• _EXERCISE DIRECTIONS_:
When you reach the line in the listing below that contains "x=673, y=485", begin returning lines exactly as written, and stop after the line that contains "pin the rolled-up". Return no other lines.

• _PROVIDED INFORMATION_:
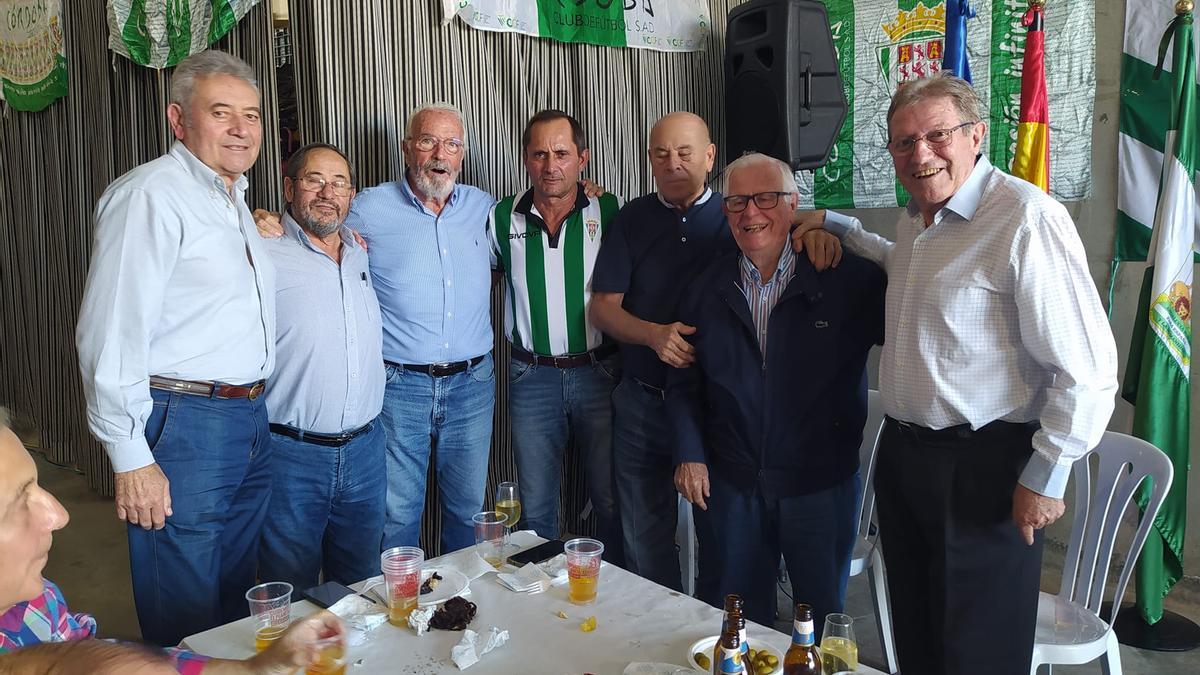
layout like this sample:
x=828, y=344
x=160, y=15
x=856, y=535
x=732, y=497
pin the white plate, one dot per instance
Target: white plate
x=453, y=583
x=707, y=644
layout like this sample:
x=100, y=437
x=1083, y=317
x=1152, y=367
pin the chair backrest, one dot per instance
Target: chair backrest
x=871, y=431
x=1103, y=493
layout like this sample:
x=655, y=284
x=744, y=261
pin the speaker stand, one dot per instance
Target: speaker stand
x=1174, y=632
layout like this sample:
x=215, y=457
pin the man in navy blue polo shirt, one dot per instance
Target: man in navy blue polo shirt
x=655, y=245
x=774, y=431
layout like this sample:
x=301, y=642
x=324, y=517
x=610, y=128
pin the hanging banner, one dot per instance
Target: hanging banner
x=665, y=25
x=33, y=61
x=161, y=33
x=885, y=42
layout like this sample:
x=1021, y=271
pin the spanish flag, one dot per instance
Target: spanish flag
x=1032, y=157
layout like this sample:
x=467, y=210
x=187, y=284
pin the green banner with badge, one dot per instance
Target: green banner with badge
x=33, y=61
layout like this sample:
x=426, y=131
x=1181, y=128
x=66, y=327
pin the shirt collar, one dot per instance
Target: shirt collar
x=201, y=171
x=703, y=197
x=966, y=198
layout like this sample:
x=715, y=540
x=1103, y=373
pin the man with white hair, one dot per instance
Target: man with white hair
x=773, y=405
x=431, y=268
x=175, y=339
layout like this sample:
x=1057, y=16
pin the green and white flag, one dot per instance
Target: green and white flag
x=33, y=63
x=1157, y=376
x=666, y=25
x=161, y=33
x=1145, y=107
x=885, y=42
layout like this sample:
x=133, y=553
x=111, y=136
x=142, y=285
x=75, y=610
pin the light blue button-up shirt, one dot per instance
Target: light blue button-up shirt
x=329, y=371
x=180, y=286
x=432, y=273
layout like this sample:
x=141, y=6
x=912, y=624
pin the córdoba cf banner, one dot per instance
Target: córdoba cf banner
x=666, y=25
x=881, y=43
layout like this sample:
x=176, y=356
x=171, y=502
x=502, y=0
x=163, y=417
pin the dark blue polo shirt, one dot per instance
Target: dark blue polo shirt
x=651, y=254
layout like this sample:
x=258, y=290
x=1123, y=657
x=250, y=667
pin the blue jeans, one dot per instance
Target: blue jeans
x=193, y=574
x=646, y=491
x=814, y=532
x=547, y=406
x=453, y=417
x=327, y=511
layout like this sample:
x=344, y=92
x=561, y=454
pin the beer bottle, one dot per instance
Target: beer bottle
x=729, y=655
x=802, y=657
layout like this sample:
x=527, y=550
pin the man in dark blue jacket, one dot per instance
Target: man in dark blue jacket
x=769, y=416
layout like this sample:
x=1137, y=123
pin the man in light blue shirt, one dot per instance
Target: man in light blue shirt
x=175, y=336
x=329, y=485
x=430, y=263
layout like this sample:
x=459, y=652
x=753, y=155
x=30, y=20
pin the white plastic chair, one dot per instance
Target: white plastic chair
x=1069, y=627
x=867, y=556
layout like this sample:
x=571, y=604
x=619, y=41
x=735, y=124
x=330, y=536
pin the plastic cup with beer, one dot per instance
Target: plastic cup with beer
x=270, y=605
x=491, y=535
x=583, y=569
x=402, y=578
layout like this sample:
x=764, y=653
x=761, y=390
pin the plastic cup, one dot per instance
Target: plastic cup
x=270, y=604
x=583, y=569
x=402, y=578
x=491, y=533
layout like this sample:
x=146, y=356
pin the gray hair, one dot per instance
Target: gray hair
x=756, y=159
x=205, y=64
x=436, y=107
x=941, y=85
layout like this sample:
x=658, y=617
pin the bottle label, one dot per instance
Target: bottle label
x=802, y=633
x=731, y=662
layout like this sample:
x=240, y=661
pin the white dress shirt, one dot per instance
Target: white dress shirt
x=329, y=374
x=180, y=286
x=991, y=315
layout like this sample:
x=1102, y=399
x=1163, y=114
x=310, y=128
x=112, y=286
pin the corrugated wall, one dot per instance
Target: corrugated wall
x=53, y=167
x=363, y=66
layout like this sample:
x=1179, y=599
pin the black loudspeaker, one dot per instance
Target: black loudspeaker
x=783, y=90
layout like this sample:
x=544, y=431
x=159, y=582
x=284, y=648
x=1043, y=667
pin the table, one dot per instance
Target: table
x=636, y=620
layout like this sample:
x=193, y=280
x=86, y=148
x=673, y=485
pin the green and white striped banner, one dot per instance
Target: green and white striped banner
x=883, y=42
x=33, y=63
x=666, y=25
x=1145, y=111
x=161, y=33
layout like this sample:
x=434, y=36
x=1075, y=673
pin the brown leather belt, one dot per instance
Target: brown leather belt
x=565, y=360
x=207, y=388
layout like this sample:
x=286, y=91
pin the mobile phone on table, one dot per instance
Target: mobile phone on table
x=538, y=554
x=327, y=593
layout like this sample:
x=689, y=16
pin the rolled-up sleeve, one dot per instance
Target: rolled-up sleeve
x=135, y=250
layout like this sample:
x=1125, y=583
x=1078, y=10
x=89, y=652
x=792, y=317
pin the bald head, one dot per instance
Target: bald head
x=682, y=154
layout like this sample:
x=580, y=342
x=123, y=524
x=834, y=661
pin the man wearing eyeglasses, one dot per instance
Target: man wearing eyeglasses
x=997, y=372
x=773, y=405
x=327, y=507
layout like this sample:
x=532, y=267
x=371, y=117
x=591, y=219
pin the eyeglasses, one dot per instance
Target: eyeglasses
x=738, y=203
x=935, y=138
x=315, y=184
x=426, y=143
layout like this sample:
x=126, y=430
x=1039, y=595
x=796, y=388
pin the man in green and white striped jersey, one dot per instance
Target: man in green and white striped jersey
x=545, y=242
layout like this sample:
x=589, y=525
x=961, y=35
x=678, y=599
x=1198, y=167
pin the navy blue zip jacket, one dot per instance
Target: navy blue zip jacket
x=791, y=425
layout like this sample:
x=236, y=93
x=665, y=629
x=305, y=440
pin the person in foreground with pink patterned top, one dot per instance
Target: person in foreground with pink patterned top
x=39, y=633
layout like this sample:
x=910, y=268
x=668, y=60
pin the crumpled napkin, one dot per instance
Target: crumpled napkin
x=657, y=669
x=529, y=579
x=360, y=615
x=473, y=646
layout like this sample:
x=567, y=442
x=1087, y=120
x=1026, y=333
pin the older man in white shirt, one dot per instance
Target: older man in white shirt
x=999, y=371
x=175, y=338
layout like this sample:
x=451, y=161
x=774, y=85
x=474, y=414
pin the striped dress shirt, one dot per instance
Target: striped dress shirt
x=762, y=297
x=993, y=315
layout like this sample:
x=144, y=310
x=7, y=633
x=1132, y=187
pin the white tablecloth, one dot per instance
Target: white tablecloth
x=636, y=621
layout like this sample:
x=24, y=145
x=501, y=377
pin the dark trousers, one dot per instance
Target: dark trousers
x=963, y=583
x=193, y=574
x=814, y=532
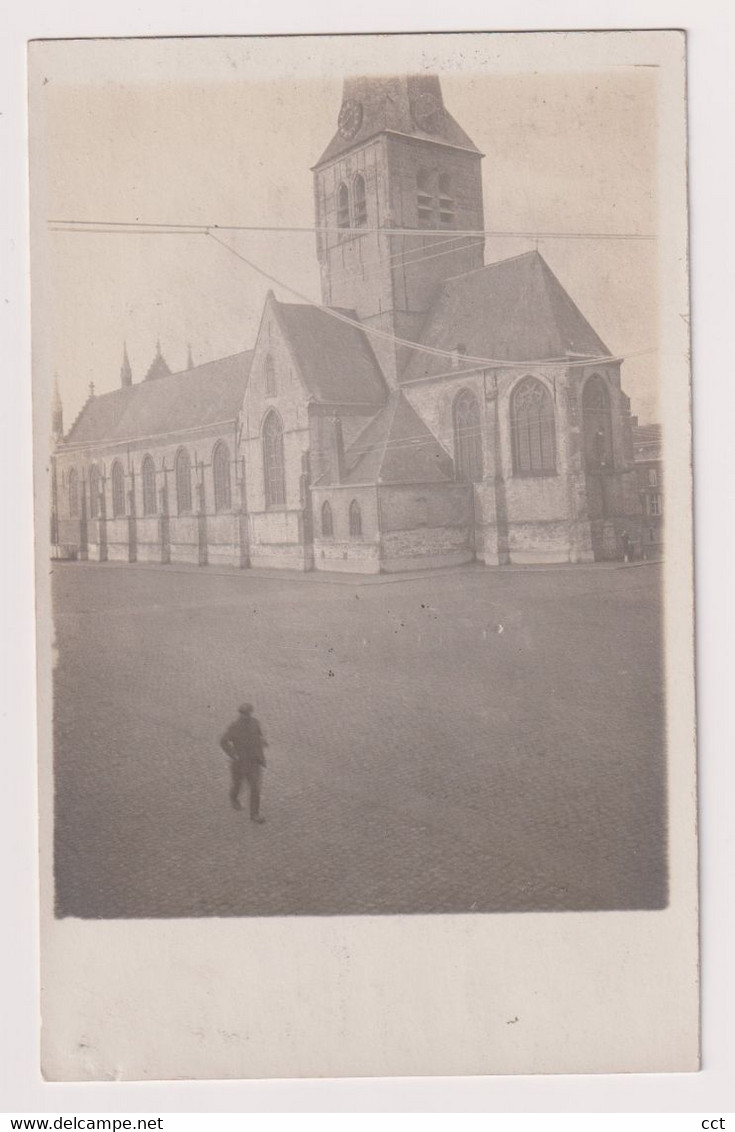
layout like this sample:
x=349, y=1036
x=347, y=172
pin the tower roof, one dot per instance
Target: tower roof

• _RESULT_:
x=673, y=485
pin the green and white striped banner, one dot per instance
Target: green and white striped banner
x=883, y=42
x=33, y=63
x=666, y=25
x=1145, y=111
x=161, y=33
layout like this sample:
x=434, y=36
x=1075, y=673
pin the brown leather belt, one dot per instance
Target: brown leather belt
x=565, y=360
x=207, y=388
layout like this sample:
x=286, y=91
pin the mobile phone on table, one dot per instance
Target: mobile phone on table
x=538, y=554
x=327, y=593
layout like this sample:
x=689, y=16
pin the rolled-up sleeve, one dot per instance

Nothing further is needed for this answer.